▶ _To do_:
Can you show every line of the material below that contains the word "screen"? Case counts.

▶ _Records to process_:
-- Begin --

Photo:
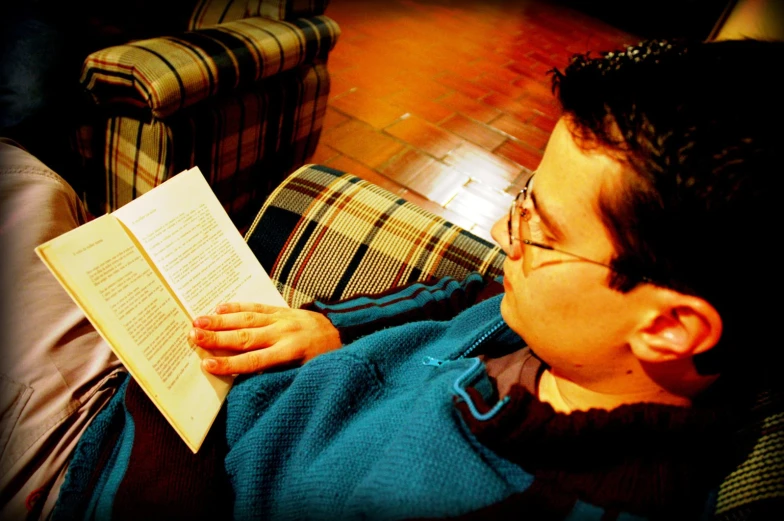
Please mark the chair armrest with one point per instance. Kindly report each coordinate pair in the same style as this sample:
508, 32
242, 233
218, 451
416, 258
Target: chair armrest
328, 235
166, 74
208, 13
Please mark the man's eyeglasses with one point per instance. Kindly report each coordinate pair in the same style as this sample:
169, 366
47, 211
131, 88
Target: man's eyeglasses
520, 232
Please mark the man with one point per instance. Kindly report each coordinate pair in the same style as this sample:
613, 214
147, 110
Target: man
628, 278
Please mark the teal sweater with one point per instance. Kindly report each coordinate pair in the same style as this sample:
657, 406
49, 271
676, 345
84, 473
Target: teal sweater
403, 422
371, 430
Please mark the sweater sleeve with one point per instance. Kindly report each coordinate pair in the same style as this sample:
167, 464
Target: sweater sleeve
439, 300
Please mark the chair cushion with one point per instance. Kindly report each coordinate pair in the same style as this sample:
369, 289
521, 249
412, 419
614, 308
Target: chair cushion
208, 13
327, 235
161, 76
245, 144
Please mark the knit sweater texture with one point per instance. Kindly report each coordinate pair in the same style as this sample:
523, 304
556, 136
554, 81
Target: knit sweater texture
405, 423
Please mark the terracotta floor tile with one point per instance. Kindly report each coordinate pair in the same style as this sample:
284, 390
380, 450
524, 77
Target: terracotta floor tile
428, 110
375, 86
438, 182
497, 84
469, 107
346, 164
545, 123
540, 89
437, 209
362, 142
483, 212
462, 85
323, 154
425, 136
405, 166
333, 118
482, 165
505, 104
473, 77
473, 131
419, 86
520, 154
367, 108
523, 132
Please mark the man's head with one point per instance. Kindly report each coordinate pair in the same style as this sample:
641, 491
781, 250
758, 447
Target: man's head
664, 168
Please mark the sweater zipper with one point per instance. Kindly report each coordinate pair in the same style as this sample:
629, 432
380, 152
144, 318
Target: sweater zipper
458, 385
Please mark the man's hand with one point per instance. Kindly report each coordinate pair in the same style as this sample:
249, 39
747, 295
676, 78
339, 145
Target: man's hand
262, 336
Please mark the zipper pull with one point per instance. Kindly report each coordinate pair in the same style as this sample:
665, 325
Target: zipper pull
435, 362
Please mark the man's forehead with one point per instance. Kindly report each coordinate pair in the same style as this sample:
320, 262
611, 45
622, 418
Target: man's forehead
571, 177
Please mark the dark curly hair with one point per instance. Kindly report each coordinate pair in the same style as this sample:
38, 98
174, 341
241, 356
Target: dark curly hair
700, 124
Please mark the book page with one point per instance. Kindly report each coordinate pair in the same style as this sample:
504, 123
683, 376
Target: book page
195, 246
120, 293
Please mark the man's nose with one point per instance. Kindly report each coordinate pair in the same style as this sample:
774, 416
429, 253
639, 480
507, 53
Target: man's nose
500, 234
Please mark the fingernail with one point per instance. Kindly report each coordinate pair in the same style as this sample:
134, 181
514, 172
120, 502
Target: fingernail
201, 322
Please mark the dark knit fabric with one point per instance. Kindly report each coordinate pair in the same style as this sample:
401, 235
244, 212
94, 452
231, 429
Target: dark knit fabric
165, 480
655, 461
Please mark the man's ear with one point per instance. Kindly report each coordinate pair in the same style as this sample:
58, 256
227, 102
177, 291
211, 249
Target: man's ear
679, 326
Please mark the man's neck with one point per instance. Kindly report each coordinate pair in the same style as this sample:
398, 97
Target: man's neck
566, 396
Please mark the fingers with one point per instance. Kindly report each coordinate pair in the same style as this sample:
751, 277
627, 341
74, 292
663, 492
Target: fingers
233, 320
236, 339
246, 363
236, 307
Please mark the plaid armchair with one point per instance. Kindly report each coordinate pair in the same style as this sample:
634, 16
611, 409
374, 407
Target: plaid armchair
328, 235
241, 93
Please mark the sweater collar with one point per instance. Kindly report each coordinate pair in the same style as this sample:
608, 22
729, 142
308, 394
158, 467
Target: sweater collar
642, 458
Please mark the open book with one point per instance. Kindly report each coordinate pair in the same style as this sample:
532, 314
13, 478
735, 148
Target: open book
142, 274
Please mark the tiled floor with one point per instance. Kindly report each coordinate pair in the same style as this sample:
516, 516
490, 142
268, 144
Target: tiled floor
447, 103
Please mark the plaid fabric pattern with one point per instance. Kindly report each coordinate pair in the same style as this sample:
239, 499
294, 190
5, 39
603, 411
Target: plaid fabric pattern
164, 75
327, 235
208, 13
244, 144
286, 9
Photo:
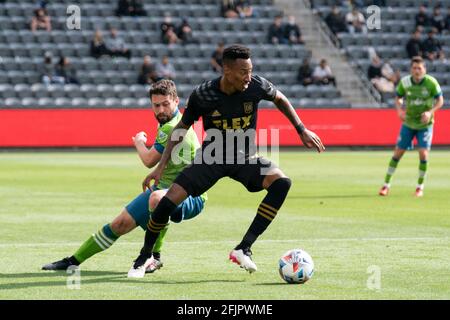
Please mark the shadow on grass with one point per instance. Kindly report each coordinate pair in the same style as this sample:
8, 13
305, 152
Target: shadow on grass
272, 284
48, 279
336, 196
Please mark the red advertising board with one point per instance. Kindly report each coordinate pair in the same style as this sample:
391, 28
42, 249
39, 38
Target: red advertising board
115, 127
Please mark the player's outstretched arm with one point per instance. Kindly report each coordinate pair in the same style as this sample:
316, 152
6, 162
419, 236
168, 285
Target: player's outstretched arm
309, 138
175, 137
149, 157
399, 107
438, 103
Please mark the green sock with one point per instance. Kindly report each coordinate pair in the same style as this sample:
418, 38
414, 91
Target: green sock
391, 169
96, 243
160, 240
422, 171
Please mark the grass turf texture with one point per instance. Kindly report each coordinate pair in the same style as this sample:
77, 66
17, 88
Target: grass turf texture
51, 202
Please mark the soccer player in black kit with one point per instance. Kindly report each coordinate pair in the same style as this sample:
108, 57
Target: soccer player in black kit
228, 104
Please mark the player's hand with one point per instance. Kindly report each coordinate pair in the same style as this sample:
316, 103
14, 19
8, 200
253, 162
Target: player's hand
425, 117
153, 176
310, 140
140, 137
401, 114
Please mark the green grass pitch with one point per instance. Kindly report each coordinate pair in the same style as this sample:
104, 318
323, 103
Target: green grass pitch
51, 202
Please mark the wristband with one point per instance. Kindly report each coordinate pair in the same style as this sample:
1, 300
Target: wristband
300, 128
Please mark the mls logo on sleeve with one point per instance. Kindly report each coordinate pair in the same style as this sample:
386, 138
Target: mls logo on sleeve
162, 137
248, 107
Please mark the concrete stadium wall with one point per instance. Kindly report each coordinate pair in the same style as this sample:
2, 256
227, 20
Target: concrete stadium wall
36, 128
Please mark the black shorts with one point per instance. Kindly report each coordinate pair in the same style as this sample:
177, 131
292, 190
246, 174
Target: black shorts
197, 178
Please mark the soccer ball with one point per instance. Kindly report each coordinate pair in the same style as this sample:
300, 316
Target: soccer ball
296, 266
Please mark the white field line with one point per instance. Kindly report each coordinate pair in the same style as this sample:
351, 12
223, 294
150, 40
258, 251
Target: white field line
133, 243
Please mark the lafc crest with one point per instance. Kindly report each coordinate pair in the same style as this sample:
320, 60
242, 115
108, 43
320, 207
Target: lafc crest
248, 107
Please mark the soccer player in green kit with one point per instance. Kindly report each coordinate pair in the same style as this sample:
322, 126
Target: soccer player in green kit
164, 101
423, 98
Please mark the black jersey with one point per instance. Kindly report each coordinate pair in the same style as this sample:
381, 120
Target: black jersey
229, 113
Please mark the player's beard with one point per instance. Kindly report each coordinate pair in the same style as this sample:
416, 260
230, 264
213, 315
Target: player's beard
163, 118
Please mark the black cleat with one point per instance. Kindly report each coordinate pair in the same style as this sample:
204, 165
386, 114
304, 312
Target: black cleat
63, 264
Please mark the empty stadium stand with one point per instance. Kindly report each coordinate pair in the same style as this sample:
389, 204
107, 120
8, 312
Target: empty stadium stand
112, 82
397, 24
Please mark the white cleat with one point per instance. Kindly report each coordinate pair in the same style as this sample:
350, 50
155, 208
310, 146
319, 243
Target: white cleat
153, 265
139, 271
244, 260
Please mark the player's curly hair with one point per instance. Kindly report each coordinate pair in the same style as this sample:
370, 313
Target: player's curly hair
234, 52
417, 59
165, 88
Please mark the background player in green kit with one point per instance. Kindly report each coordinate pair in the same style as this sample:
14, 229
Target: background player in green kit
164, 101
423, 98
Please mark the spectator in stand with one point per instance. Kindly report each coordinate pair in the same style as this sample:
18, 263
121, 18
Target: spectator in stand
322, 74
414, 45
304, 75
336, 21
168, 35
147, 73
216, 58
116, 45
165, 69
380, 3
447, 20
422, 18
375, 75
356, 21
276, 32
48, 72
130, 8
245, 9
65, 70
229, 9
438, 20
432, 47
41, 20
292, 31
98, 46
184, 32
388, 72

-- End --
-- Begin --

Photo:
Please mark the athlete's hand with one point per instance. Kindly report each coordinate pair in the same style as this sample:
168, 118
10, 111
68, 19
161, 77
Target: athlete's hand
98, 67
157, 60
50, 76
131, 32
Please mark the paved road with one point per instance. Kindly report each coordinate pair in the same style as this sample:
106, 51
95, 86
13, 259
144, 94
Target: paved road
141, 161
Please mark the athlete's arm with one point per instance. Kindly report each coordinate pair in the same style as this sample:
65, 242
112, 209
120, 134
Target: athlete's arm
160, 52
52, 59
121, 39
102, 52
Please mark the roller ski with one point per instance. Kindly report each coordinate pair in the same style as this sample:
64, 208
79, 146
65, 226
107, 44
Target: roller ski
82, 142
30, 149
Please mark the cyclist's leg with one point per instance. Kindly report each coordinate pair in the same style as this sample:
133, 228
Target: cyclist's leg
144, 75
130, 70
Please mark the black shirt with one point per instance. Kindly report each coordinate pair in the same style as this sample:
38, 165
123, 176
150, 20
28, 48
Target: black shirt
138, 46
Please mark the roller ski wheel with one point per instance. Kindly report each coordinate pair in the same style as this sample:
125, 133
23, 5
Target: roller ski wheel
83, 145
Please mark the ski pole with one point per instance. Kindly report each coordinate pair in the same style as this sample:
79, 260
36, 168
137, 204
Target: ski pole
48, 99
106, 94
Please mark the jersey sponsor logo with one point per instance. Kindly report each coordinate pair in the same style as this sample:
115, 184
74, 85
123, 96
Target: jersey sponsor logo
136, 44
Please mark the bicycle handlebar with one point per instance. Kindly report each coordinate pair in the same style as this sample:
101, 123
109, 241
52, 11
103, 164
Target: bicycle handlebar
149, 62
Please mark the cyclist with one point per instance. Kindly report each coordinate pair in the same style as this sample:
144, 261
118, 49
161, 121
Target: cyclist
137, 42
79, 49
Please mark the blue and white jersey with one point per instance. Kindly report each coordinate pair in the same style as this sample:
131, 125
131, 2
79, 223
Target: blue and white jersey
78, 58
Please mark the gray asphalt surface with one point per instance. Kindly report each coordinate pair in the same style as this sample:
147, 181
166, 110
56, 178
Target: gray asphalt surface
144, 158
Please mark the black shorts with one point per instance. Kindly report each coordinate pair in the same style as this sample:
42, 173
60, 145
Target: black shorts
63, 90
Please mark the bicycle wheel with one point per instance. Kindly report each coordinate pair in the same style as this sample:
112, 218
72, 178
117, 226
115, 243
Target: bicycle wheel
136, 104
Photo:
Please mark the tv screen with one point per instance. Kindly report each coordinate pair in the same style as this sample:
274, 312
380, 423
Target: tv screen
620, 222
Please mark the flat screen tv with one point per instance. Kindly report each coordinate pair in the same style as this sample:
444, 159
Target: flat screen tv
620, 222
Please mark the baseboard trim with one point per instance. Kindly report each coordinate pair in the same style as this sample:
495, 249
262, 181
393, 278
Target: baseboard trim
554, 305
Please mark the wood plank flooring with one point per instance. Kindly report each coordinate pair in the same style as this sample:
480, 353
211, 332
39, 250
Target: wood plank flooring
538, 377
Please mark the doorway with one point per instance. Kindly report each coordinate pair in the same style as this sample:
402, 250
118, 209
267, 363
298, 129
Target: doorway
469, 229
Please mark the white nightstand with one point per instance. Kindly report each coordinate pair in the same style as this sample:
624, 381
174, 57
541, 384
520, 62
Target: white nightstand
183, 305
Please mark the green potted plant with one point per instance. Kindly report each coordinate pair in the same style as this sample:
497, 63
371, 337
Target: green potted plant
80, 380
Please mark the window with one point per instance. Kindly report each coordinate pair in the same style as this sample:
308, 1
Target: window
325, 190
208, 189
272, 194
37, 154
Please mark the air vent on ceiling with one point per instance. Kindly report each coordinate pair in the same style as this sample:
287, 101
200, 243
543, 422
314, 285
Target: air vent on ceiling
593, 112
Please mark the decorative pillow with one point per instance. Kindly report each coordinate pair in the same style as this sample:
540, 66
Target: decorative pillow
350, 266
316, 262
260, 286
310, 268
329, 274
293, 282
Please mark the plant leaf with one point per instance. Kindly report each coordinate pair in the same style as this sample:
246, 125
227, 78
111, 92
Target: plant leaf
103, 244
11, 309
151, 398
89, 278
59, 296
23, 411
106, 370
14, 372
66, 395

-- End --

▶ _Task result_:
Please mark the tv screen with one point per instance. Kindly report each coordinate pair in the same style as this sample:
Target: tv screen
Please mark the flat screen tv with one point per instance. Kindly report each coordinate pair in the same style as this sample:
Target: flat screen tv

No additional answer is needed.